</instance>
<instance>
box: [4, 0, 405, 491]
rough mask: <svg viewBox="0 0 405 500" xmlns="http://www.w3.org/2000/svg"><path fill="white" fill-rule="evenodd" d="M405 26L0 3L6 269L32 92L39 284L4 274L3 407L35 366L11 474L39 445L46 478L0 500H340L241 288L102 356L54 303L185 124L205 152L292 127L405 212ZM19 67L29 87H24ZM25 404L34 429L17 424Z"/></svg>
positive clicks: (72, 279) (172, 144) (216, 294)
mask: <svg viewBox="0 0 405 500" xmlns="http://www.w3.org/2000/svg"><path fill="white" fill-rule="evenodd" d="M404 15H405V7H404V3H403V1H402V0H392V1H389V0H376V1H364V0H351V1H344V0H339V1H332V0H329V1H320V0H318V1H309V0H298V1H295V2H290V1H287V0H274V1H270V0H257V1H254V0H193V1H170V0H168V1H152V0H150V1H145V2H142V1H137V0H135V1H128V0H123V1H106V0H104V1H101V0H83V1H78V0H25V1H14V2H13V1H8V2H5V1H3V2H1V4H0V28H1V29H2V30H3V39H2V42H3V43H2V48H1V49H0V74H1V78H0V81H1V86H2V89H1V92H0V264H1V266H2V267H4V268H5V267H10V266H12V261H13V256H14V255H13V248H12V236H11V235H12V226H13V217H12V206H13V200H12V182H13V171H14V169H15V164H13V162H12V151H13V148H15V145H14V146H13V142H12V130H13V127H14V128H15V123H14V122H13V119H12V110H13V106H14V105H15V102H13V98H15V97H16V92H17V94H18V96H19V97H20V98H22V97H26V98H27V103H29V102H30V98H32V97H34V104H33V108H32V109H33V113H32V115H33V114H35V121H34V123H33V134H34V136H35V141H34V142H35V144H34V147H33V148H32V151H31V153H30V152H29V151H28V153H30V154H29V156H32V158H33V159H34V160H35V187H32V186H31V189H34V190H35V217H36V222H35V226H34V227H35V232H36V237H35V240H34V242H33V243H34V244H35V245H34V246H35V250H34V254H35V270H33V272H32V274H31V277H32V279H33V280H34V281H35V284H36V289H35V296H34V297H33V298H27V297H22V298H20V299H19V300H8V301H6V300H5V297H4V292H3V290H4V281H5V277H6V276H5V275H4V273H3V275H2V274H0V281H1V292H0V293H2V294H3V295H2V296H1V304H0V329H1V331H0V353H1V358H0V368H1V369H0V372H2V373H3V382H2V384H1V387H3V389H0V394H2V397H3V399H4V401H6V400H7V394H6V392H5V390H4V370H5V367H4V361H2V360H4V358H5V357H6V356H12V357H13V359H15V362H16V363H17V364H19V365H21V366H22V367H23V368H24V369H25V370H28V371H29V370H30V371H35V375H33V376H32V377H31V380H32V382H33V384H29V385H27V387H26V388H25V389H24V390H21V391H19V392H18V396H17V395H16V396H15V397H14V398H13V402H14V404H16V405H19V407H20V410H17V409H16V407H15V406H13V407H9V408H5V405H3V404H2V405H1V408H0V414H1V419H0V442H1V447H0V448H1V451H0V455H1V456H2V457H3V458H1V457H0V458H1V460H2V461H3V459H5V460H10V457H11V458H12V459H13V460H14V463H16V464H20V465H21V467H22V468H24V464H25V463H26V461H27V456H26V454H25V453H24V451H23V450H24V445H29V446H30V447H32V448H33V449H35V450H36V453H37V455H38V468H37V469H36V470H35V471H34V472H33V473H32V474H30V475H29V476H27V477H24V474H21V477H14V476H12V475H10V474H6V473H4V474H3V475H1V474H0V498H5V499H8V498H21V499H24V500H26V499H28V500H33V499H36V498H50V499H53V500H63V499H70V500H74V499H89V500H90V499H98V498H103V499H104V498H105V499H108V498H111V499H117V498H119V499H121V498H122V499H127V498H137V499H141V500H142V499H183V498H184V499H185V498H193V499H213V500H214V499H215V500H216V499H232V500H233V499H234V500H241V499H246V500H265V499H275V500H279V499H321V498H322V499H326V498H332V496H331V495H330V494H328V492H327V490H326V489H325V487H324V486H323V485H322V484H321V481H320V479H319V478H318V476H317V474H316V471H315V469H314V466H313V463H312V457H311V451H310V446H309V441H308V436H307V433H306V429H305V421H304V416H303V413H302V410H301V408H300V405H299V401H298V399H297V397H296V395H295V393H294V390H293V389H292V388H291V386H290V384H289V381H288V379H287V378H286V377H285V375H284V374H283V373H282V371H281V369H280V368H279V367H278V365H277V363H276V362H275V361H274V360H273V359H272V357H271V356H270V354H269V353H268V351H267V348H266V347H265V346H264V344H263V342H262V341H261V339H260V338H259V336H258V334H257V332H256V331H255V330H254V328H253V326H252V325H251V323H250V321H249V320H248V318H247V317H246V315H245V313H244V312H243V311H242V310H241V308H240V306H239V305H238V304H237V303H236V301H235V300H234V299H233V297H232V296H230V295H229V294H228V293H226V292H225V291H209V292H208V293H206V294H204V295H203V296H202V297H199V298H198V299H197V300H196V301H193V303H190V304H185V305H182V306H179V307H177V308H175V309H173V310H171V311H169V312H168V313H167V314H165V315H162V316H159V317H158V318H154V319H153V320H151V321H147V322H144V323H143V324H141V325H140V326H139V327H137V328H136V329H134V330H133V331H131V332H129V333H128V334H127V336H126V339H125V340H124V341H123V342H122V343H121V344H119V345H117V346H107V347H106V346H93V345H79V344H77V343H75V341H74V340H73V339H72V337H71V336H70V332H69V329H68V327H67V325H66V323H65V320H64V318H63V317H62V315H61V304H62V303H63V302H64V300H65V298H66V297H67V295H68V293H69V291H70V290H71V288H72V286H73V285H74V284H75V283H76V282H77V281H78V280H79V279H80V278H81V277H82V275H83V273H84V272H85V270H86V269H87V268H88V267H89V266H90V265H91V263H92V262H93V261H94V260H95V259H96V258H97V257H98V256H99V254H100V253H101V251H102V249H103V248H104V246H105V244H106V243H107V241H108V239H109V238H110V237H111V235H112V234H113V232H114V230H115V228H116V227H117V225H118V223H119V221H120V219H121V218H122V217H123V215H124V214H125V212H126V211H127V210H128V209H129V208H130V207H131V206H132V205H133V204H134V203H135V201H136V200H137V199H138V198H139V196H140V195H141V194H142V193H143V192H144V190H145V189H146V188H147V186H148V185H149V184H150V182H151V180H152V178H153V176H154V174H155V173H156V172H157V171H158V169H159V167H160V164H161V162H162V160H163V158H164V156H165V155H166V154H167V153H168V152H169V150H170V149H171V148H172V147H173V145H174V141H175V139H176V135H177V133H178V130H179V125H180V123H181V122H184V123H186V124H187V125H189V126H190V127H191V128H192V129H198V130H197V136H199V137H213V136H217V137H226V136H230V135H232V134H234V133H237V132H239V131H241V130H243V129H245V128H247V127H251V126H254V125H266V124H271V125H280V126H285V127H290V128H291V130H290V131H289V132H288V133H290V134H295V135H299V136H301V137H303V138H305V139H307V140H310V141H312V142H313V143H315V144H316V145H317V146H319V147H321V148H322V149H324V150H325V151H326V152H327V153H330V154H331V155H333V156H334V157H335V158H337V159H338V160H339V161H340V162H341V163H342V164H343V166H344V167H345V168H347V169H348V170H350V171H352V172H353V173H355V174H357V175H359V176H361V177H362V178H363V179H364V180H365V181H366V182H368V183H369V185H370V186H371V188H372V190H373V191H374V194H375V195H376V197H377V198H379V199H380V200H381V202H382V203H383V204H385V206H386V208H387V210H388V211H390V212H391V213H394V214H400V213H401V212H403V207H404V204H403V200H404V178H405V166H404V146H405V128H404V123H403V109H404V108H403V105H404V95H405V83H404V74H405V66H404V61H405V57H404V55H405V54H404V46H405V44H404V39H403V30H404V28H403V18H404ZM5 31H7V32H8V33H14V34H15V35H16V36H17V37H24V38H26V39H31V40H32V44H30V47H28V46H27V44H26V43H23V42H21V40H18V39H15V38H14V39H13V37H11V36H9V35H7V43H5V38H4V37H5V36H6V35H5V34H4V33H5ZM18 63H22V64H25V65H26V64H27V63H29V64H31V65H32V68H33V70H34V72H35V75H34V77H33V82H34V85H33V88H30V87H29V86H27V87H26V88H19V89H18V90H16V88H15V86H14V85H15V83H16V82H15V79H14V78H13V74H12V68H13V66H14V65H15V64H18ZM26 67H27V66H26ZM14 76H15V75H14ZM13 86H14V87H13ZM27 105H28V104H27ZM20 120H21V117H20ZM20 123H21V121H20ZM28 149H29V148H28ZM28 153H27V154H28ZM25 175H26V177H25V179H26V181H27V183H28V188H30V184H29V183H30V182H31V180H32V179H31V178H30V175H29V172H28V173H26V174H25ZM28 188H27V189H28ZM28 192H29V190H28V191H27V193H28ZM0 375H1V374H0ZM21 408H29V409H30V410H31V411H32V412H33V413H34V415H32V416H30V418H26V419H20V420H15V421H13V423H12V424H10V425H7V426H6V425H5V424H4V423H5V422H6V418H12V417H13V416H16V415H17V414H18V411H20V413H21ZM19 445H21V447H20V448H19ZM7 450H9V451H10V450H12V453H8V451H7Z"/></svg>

* * *

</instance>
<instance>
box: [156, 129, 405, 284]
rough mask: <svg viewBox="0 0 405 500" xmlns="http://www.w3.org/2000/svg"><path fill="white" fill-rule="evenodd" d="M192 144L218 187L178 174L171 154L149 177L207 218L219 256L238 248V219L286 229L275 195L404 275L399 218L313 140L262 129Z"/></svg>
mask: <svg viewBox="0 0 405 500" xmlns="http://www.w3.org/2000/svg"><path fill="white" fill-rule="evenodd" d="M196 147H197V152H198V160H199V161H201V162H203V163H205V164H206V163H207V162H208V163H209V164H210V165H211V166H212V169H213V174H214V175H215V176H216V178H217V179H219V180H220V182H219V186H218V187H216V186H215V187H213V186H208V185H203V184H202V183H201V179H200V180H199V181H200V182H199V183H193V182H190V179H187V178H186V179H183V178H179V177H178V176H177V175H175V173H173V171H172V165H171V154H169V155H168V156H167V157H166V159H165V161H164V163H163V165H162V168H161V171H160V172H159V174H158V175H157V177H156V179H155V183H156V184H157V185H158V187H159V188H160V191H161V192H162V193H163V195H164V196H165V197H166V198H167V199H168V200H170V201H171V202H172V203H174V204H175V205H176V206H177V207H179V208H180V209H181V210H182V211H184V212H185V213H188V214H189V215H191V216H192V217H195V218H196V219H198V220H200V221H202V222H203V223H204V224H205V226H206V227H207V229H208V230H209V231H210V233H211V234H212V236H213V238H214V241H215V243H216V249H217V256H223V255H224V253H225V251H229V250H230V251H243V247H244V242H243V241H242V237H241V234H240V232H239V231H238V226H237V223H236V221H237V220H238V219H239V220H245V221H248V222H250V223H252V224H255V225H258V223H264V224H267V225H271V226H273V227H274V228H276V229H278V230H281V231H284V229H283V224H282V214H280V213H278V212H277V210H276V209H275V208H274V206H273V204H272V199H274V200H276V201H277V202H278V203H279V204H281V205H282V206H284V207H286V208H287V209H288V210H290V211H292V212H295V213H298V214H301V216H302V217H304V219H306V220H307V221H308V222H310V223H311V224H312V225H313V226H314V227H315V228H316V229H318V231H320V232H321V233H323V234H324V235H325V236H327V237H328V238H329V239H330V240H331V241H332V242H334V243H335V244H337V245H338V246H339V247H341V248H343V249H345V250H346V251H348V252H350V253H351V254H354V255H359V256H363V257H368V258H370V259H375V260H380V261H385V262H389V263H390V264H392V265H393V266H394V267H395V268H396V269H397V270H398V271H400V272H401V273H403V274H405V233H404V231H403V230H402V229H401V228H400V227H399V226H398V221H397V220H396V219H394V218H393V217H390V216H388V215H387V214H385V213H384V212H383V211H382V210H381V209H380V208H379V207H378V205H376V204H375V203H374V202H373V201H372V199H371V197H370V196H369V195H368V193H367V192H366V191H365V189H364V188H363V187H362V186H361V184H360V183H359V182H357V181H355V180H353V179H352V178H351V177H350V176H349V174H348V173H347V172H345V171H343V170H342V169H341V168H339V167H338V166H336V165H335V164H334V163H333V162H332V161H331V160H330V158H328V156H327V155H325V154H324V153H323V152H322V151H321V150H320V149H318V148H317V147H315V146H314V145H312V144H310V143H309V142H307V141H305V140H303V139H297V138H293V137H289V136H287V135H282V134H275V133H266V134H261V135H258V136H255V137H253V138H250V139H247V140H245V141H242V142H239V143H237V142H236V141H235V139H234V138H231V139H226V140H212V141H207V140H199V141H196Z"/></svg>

...

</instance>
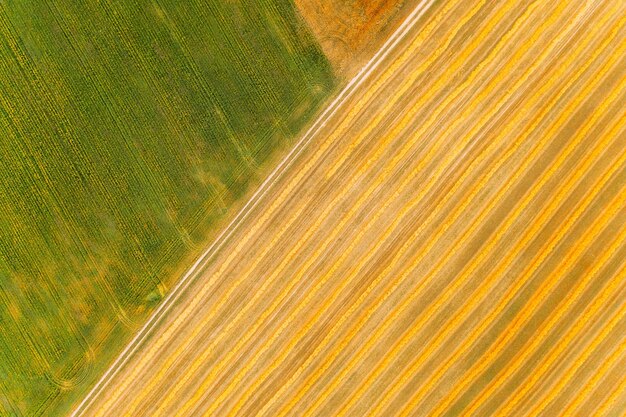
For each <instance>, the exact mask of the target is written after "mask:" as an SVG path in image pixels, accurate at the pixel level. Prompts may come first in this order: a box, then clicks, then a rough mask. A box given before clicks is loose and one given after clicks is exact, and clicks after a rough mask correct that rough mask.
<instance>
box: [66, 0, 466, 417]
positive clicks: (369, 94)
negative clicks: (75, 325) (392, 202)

• Exercise prompt: Could you transcribe the entries above word for word, from the line with "box: [66, 0, 466, 417]" down to the line with "negative clicks: (75, 325) (392, 202)", keeping both?

• Answer box:
box: [66, 0, 466, 417]
positive clicks: (369, 94)
negative clicks: (75, 325) (392, 202)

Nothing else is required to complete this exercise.